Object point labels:
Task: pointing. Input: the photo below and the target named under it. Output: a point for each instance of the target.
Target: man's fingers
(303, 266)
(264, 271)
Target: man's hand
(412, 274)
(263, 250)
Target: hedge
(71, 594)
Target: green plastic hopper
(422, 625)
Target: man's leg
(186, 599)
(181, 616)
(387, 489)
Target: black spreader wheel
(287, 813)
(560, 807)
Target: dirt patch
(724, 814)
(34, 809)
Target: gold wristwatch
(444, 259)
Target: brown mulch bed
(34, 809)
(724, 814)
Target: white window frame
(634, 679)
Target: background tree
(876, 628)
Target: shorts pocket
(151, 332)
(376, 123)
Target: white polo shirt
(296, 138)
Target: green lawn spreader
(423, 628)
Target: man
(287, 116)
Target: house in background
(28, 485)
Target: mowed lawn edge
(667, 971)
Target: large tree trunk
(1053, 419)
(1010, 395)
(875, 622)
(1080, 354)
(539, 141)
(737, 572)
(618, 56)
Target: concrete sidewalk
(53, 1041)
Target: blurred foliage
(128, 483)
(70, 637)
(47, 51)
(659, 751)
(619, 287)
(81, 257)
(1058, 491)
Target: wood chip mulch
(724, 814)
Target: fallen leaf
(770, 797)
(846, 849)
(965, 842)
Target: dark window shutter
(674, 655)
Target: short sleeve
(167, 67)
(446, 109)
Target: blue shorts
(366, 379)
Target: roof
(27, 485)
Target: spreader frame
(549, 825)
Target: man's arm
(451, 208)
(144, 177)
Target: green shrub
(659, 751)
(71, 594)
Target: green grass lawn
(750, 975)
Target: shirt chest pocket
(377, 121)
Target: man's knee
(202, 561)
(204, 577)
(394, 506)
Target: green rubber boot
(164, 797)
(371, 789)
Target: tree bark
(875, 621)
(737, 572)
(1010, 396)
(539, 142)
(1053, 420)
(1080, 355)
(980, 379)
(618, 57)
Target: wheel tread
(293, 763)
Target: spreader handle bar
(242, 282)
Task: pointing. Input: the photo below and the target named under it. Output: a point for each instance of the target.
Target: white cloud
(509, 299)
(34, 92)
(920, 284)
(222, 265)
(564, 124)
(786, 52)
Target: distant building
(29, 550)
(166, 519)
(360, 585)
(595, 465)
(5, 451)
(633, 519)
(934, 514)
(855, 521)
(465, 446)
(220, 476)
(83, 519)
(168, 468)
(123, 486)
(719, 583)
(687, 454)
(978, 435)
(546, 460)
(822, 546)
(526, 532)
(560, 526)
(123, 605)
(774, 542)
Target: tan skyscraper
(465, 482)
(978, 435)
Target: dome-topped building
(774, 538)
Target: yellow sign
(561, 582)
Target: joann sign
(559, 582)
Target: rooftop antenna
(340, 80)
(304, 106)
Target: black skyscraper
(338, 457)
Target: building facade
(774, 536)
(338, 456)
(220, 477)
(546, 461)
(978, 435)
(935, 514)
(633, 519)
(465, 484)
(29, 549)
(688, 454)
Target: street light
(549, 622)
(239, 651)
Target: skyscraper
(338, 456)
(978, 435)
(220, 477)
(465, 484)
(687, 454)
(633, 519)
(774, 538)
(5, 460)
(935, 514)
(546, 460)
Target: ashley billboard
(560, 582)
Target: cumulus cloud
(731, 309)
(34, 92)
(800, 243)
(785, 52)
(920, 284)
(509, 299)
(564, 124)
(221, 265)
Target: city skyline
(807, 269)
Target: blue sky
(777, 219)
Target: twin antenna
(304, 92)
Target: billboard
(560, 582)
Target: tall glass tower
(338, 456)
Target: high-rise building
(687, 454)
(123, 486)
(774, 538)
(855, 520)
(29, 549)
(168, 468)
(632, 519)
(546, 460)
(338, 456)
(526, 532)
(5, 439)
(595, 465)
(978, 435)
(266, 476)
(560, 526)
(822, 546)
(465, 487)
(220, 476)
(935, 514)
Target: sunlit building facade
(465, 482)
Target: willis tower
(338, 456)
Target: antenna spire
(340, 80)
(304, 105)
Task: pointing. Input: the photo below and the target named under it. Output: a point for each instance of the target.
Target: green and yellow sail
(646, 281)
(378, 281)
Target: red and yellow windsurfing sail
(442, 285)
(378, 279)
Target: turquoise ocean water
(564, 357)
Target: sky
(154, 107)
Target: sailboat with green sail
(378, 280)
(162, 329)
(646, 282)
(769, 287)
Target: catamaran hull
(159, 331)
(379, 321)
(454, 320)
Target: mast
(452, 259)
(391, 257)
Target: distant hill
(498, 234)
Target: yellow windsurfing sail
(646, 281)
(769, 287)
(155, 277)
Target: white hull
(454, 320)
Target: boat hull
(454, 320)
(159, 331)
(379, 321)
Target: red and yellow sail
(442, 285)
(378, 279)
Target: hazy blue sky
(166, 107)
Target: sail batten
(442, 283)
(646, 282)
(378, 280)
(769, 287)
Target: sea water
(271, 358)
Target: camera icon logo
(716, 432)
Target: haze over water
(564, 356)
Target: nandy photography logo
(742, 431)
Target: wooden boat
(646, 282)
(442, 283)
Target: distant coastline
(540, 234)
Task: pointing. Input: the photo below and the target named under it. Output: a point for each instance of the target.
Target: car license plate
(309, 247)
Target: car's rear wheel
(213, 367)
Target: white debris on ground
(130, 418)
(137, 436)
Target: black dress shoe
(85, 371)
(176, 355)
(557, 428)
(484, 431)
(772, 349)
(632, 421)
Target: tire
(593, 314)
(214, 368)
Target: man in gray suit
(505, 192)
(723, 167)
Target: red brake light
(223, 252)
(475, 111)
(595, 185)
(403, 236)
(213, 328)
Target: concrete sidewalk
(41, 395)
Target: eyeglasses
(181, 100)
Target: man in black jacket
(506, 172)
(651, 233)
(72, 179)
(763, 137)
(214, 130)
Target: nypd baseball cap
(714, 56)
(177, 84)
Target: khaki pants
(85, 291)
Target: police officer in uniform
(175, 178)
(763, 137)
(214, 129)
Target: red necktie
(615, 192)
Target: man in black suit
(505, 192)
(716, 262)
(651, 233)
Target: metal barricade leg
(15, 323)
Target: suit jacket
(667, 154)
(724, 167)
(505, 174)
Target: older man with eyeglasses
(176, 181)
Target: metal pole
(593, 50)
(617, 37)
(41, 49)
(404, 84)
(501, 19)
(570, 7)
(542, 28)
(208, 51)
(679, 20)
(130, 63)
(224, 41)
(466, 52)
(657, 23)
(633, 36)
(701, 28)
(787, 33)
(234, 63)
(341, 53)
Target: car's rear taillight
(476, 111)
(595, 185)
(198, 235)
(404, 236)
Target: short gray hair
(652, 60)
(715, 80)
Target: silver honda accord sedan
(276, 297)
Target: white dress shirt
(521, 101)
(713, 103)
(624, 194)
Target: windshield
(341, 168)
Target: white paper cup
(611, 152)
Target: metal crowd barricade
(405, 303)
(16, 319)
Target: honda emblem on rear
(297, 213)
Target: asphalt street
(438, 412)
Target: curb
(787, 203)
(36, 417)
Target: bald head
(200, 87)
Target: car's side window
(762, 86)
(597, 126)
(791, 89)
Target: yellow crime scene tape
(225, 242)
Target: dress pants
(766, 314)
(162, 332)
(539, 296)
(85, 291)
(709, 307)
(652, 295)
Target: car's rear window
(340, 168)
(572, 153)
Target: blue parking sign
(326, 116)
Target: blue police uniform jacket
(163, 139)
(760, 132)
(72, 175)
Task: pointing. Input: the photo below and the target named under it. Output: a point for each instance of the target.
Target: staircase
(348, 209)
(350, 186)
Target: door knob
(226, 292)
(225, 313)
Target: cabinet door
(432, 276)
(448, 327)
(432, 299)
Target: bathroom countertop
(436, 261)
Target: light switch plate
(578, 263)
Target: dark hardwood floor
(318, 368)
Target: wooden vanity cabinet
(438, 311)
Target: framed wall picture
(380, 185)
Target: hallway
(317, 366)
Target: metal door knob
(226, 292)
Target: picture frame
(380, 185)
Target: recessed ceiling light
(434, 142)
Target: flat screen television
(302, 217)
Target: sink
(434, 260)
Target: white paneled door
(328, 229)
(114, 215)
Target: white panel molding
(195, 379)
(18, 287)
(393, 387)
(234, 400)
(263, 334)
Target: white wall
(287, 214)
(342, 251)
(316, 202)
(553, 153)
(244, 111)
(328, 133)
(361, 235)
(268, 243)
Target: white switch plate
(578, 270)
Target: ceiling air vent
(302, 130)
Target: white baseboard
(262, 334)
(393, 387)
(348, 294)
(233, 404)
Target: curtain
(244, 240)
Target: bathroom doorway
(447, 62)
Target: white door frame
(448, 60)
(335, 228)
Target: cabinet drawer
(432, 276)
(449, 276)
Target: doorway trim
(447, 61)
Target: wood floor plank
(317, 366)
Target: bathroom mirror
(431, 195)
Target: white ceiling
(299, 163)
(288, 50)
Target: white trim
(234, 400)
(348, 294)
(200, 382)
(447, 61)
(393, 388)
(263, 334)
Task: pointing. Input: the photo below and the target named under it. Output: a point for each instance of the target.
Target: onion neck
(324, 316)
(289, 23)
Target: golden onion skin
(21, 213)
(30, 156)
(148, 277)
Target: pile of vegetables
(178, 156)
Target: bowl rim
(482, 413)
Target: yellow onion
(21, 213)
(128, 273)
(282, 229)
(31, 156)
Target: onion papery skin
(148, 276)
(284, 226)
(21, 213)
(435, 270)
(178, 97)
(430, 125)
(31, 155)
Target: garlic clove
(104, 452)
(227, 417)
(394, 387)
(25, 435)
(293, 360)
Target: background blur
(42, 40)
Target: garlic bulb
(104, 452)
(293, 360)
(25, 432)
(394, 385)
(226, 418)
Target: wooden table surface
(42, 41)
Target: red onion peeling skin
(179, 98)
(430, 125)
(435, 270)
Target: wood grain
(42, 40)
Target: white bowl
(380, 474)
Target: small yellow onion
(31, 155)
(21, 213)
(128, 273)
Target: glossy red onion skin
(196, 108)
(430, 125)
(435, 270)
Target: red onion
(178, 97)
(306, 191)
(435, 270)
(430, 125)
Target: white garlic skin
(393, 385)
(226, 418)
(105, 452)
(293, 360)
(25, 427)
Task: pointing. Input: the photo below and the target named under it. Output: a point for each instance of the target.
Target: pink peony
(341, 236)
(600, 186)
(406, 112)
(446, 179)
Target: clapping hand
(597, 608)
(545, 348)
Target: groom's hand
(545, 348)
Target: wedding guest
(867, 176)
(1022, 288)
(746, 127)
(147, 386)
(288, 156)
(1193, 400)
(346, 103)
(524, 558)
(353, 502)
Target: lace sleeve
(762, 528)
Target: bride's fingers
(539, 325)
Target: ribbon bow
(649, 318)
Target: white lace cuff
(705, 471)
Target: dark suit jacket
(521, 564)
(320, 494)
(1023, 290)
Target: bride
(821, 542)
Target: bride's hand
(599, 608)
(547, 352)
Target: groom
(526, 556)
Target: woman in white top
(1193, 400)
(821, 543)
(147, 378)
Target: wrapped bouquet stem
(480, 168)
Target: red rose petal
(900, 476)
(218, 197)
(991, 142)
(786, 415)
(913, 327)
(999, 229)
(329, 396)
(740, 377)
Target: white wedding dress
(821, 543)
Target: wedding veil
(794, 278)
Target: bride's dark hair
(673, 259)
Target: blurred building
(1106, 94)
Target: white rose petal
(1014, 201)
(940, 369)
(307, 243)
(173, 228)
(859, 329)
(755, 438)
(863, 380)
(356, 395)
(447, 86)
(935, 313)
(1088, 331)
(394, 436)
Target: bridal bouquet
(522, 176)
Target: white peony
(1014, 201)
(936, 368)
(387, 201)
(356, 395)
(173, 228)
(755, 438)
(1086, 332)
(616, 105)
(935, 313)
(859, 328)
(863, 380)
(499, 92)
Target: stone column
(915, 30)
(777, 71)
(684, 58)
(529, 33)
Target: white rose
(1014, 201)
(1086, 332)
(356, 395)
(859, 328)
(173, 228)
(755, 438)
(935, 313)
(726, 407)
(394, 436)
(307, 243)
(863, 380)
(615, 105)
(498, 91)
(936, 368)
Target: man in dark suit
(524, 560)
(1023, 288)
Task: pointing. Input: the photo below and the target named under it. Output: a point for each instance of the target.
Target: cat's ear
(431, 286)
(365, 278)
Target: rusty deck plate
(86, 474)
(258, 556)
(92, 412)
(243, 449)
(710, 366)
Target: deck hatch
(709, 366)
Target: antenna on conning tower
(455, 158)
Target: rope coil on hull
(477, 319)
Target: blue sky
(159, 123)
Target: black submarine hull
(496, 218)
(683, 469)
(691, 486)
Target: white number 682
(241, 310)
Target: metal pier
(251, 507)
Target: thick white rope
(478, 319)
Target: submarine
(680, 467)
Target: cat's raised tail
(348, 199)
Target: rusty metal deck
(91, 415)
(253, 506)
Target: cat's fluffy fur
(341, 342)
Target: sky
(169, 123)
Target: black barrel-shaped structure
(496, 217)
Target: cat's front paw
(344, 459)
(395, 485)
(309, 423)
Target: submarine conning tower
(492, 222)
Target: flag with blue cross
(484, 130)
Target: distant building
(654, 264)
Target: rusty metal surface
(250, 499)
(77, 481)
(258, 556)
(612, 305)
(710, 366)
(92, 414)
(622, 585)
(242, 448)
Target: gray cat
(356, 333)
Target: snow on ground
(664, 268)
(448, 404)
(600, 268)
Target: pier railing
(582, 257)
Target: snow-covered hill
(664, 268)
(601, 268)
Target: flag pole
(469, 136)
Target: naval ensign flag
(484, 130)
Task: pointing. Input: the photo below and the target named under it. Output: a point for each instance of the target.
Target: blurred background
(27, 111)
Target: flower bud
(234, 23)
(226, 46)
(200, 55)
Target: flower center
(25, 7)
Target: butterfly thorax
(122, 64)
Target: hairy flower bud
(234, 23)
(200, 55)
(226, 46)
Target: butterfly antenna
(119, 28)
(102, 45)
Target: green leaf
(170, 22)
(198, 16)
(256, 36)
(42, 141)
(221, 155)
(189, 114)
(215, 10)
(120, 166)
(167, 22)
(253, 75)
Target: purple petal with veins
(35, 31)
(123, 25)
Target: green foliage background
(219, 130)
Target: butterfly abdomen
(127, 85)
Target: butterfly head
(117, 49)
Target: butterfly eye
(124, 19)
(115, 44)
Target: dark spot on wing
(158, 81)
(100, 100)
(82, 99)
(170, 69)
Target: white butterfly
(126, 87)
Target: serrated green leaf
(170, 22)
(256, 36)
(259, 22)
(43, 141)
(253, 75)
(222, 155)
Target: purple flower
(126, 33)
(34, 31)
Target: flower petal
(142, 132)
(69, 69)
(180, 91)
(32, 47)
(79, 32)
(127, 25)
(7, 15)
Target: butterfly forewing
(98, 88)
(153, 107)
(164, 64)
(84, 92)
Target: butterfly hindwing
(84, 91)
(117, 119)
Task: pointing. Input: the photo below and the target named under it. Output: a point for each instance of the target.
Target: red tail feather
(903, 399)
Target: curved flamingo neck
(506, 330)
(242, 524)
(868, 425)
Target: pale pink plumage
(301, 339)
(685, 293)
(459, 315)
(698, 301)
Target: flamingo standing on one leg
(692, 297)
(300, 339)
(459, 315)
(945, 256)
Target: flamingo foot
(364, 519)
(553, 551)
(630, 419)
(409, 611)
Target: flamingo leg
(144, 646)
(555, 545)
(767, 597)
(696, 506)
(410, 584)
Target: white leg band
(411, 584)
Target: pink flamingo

**What you are asked to do**
Restate the final lines of the listing above word for word, beginning at the line that contains "Target: cat's front paw".

**Response below**
Target: cat's front paw
(344, 459)
(395, 485)
(309, 423)
Target: submarine conning tower
(492, 222)
Target: flag with blue cross
(484, 130)
Target: distant building
(654, 264)
Target: rusty metal surface
(250, 499)
(77, 481)
(258, 556)
(612, 305)
(710, 366)
(92, 414)
(622, 585)
(242, 448)
Target: gray cat
(356, 333)
Target: snow on ground
(664, 268)
(448, 404)
(600, 268)
Target: pier railing
(582, 257)
Target: snow-covered hill
(664, 268)
(601, 268)
Target: flag pole
(469, 136)
Target: naval ensign flag
(484, 130)
Task: pointing. Input: the photo below and the target named under it. Output: a point for each instance of the target.
Target: blurred background
(27, 111)
Target: flower bud
(234, 23)
(226, 46)
(200, 55)
Target: flower center
(25, 7)
Target: butterfly thorax
(122, 64)
Target: hairy flower bud
(234, 23)
(200, 55)
(226, 46)
Target: butterfly antenna
(119, 28)
(102, 45)
Target: green leaf
(170, 22)
(198, 16)
(256, 36)
(42, 141)
(221, 155)
(189, 114)
(215, 10)
(120, 166)
(167, 22)
(253, 75)
Target: purple petal with veins
(35, 31)
(123, 25)
Target: green foliage background
(219, 130)
Target: butterfly abdomen
(127, 85)
Target: butterfly head
(117, 49)
Target: butterfly eye
(124, 19)
(115, 44)
Target: dark spot on wing
(158, 81)
(100, 100)
(82, 99)
(170, 69)
Target: white butterfly
(126, 87)
Target: serrated green leaf
(170, 22)
(256, 36)
(259, 22)
(43, 141)
(253, 75)
(222, 155)
Target: purple flower
(126, 33)
(34, 31)
Target: flower petal
(142, 132)
(69, 69)
(180, 91)
(32, 47)
(79, 32)
(127, 25)
(7, 15)
Target: butterfly forewing
(98, 88)
(153, 107)
(164, 64)
(84, 92)
Target: butterfly hindwing
(84, 91)
(117, 119)
Task: pointing. Input: the photo below and the target named under it. Output: a point for each instance of the target.
Target: red tail feather
(903, 399)
Target: curved flamingo neck
(506, 330)
(242, 524)
(868, 425)
Target: pale pink plumage
(301, 339)
(685, 293)
(459, 315)
(698, 301)
Target: flamingo standing on one leg
(692, 297)
(300, 339)
(459, 315)
(945, 256)
Target: flamingo foot
(364, 519)
(553, 551)
(630, 419)
(409, 611)
Target: flamingo leg
(144, 646)
(555, 545)
(767, 597)
(696, 506)
(410, 584)
Target: white leg band
(411, 584)
Target: pink flamingo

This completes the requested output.